*What to work on*.
a. In the passage on local driving habits, what was the 70 year old woman pushing down the middle of the road?
b. Write the next part of the passage on local driving habits, picking up after its final sentence.

*Passage provided*.
______

Cars park on sidewalks in front of business establishments and leave their lights flashing while they leave the vehicle to shop. If the sidewalk is too narrow to accommodate the whole car, drivers park half on the sidewalk and half in the street, blocking pedestrians, bicycles, and cars. (This maneuver just might rate a 9 out of 10 if scores were given; considering it also forces pedestrians and bicycles into the streets, and it forces cars to cross into the wrong driving lane risking head on collisions with on coming traffic.) Cars park in the driving lane so drivers can use their cell phones, or leave the car to use vending machines I won’t even mention that they somehow chose the blindest curves and tops of hills to do this. Cars also park in driving lanes and on sidewalks for no apparent reason. It is o.k. to do so because the flashers are on? Hmmm…

Having missed their turn, drivers stop in the driving lane and back up, even when traffic behind them is forced to stop to accommodate their maneuver. Cars drive down one-way streets the wrong direction for whatever reason makes sense to the driver at the time. Cars drive on sidewalks for reasons known only to those drivers and unfathomable to my already slightly boggled mind. Interestingly, the drivers always look vaguely surprised that the sidewalks are occupied by bicycles and pedestrians whom they have abruptly scattered and narrowly avoided killing. Then, there is the 70 year old woman pushing a wheel barrow full of daikon and cabbages down the middle of the road trailing a line of traffic behind her. Being a southern boy Chas already respects the elderly women but has found new respect having gotten whacked on the shins by one with her cane when he was unknowingly in her way. Maybe, I should just stop there.

______

Stored entries
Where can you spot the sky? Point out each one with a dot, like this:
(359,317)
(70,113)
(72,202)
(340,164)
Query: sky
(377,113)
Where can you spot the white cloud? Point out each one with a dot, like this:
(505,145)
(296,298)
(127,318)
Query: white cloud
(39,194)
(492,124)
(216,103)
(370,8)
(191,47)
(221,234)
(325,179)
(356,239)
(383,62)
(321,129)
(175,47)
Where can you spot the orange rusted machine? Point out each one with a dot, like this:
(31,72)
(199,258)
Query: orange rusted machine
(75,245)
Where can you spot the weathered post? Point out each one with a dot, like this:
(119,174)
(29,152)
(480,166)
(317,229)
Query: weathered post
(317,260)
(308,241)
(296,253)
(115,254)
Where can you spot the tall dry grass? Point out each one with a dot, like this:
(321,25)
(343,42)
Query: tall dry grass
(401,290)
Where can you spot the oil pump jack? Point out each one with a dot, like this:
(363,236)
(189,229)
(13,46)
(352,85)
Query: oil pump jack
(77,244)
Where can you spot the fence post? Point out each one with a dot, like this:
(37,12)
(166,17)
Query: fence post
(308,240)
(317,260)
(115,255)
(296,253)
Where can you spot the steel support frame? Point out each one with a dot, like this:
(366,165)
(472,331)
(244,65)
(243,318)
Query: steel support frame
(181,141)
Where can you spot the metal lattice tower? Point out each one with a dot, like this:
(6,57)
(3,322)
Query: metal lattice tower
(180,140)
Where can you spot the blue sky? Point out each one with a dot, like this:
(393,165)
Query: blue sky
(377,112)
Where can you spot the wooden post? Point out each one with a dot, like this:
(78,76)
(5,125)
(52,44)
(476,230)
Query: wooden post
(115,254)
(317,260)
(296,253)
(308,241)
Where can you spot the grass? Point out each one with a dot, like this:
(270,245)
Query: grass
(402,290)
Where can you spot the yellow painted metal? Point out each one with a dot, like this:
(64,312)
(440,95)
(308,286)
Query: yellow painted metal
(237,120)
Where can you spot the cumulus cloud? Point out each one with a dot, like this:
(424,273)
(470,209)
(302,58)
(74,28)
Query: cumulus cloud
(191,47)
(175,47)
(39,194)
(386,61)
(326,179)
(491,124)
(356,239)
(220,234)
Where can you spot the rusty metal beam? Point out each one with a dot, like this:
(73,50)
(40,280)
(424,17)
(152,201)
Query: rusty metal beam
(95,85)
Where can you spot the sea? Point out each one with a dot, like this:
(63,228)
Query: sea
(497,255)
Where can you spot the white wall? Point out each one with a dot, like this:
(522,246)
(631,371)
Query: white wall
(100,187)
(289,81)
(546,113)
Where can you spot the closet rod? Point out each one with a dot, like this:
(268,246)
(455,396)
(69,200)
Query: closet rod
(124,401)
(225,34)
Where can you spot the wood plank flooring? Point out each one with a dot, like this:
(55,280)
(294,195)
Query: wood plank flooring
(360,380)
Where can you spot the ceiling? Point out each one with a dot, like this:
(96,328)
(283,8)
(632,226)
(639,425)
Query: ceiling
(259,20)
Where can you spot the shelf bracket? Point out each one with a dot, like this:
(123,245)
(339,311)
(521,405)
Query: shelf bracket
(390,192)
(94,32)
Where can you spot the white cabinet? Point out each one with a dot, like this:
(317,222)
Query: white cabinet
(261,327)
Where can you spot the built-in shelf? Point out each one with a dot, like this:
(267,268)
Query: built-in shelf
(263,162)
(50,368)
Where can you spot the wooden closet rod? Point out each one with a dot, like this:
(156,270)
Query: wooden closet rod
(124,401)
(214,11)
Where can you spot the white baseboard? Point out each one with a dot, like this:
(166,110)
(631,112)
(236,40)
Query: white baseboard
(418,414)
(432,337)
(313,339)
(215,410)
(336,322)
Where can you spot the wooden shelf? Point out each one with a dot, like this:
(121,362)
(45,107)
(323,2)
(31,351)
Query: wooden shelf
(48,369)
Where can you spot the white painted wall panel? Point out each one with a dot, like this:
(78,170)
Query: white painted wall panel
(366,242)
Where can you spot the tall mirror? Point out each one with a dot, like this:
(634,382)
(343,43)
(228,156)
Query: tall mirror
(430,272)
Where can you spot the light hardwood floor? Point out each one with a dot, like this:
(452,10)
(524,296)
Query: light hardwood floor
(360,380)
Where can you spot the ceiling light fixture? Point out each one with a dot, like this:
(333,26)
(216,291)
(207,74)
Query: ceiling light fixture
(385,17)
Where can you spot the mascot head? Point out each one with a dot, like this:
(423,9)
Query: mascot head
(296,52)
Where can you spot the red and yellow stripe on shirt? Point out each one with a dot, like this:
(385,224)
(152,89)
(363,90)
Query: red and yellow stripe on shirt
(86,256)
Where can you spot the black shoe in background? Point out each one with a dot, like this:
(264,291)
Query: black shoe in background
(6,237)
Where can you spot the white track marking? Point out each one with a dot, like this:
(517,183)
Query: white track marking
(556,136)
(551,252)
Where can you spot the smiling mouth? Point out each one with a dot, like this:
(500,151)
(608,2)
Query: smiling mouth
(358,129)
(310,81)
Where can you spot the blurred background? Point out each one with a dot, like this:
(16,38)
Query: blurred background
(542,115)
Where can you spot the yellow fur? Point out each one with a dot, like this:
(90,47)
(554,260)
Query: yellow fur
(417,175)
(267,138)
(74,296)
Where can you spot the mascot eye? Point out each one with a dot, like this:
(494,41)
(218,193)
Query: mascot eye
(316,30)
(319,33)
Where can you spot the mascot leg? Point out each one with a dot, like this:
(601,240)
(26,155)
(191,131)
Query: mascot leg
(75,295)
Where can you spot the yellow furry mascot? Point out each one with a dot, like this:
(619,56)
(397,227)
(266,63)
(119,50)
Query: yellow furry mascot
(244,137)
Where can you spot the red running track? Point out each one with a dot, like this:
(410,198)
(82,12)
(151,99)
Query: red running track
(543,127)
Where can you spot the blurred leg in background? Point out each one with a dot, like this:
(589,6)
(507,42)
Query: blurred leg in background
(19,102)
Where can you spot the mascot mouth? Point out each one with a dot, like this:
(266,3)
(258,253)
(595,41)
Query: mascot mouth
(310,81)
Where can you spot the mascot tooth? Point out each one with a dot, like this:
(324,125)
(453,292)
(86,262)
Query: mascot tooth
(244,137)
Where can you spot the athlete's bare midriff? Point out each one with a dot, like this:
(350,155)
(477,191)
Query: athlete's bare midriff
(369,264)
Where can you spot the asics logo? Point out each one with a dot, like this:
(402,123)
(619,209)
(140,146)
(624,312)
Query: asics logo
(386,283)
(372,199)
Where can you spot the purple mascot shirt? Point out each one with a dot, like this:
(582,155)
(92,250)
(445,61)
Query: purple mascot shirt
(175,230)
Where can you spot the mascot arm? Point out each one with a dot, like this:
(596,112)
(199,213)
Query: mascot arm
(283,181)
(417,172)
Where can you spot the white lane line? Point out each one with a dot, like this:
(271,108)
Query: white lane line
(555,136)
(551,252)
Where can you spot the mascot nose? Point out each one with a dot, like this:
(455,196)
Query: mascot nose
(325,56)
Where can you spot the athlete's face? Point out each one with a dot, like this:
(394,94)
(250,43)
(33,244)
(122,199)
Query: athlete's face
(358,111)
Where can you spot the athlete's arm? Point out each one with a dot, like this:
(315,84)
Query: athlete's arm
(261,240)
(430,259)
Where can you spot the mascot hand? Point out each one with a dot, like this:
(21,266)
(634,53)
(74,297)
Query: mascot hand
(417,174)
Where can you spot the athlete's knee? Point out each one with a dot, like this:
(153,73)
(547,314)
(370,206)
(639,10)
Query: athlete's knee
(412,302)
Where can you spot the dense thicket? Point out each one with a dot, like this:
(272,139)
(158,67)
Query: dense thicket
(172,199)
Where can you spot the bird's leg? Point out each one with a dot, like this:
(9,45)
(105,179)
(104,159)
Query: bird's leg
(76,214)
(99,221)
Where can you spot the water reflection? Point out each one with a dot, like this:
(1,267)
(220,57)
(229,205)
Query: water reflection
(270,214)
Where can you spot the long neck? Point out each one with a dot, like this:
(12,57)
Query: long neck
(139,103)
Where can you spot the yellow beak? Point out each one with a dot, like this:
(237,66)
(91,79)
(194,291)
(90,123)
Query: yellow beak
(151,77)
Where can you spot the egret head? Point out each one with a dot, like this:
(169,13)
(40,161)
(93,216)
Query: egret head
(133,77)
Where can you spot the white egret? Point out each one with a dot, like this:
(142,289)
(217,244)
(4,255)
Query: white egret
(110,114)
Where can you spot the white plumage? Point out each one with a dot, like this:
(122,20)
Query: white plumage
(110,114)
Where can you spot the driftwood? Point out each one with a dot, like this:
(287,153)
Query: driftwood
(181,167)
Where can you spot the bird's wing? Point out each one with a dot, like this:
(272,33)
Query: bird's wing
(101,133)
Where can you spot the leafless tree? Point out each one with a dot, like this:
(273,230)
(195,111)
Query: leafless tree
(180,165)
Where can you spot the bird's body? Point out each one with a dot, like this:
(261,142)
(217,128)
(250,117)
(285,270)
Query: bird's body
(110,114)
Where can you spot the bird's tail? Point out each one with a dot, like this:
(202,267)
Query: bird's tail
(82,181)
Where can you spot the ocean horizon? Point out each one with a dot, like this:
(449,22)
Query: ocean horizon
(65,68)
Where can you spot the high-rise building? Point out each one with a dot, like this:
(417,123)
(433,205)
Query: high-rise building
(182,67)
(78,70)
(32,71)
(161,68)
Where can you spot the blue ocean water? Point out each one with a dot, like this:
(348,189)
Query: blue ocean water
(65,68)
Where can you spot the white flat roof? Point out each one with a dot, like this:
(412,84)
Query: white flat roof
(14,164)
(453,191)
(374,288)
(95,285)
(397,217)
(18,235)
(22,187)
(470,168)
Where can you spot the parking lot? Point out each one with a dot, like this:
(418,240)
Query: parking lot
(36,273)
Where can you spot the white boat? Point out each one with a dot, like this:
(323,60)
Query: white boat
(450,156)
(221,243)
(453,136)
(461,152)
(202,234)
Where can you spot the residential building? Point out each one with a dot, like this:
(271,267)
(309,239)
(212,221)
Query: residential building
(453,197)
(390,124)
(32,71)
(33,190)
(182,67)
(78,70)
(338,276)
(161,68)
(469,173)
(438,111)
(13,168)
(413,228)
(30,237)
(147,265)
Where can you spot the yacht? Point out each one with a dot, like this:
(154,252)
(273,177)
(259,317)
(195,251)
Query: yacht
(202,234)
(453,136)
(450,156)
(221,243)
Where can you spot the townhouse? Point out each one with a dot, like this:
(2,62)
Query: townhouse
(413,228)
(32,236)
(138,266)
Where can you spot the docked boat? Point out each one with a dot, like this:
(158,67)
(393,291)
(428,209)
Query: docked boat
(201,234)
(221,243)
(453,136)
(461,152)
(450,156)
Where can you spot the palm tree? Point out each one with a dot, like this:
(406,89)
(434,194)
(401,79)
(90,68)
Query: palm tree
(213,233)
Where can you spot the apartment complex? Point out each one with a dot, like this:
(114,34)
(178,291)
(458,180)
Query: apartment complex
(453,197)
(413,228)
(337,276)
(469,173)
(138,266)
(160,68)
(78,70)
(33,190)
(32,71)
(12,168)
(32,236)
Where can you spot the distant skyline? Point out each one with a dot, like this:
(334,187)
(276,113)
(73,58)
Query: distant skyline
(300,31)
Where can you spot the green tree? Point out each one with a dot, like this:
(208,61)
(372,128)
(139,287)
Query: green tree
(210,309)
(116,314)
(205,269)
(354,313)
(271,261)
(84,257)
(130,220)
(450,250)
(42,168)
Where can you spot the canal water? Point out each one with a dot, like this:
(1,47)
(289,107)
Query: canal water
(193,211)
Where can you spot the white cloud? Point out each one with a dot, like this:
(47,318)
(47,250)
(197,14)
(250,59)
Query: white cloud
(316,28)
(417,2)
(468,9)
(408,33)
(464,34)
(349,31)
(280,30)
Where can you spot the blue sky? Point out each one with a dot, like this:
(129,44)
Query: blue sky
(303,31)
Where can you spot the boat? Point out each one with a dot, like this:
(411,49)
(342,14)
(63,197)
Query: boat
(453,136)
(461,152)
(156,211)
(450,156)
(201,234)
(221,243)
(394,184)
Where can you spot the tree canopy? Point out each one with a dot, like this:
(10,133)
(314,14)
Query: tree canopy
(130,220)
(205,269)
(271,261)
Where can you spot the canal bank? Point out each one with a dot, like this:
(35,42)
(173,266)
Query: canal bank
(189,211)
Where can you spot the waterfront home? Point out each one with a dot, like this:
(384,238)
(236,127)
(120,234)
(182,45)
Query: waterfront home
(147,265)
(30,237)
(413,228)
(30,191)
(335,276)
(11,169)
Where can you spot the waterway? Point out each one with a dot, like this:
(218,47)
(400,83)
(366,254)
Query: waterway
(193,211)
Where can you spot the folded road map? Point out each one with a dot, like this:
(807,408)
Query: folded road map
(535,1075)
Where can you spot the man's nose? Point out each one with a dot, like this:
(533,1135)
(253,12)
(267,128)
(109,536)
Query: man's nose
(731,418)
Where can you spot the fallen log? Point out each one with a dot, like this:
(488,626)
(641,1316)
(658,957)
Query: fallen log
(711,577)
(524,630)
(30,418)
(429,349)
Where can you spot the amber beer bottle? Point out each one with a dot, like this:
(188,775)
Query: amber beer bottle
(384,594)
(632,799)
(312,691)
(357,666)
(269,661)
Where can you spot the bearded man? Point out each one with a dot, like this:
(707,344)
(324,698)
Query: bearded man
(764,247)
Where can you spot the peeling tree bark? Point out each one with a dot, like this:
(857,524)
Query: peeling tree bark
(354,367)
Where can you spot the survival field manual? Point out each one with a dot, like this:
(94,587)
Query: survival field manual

______

*Results for the exercise*.
a. A wheelbarrow full of daikon and cabbages.

b.
While I have more Hmmm… moments in any one day than I consider healthy. In retrospect, I suppose Hmmm…is a better reaction than the absolute white knuckle, bug eyed, adrenaline pumping terror I used to experience when faced with the little idiosyncrasies of Japanese drivers. Chas says it is an indication of my increased level of driving comfort that I no longer babble half a dozen stories of how I almost didn’t survive a day with the car. I say it is an indication of my ability to habituate to stress. I now consider these predictable attempts on my life as only mildly interesting and no longer worth the adrenaline. Once I realized that craziness and paranoia were life-sustaining states, I relaxed.

My philosophy is a successful trip is one in which I arrive home without injury to me or the machine. I don’t tempt the seven Japanese gods too often. They appear to be working over time keeping drivers out of trouble.

Are there many accidents? That’s a good question. We do not observe many. Our theory is that, either they are cleaned up very quickly; or all drivers expect all other drivers to do something totally unexpected and defying explanation. The thing that continues to amaze me is that no one honks, shouts, flips the finger, pumps a fist, or shoots at anybody else. Drivers, apparently accustomed to the silliness of other drivers, appear to be patient with the silliness without visible objection. Our thoughts stray to the potential life expectancy of drivers engaging in these acts of silliness anywhere in Tucson.

On a rather ironic note; Chas was so excited to end his year as a beginner driver and can now legally remove the ‘Beginner Driver’ emblems from the car. He celebrated by putting a nice little scratch down the left side of the car after being forced far to the left on a very narrow street by an oncoming car. And so it goes.